--- START OF INPUT DATA ---
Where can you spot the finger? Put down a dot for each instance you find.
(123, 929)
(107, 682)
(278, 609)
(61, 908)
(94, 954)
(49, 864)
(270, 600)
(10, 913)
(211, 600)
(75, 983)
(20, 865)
--- END OF INPUT DATA ---
- [WHAT IS REQUIRED]: Extract all the material, leaving every line as it is.

- [CORRECT RESPONSE]:
Where can you spot the finger? Put down a dot for each instance you find.
(123, 929)
(107, 682)
(278, 609)
(61, 908)
(94, 954)
(49, 864)
(270, 600)
(10, 913)
(211, 600)
(75, 983)
(20, 865)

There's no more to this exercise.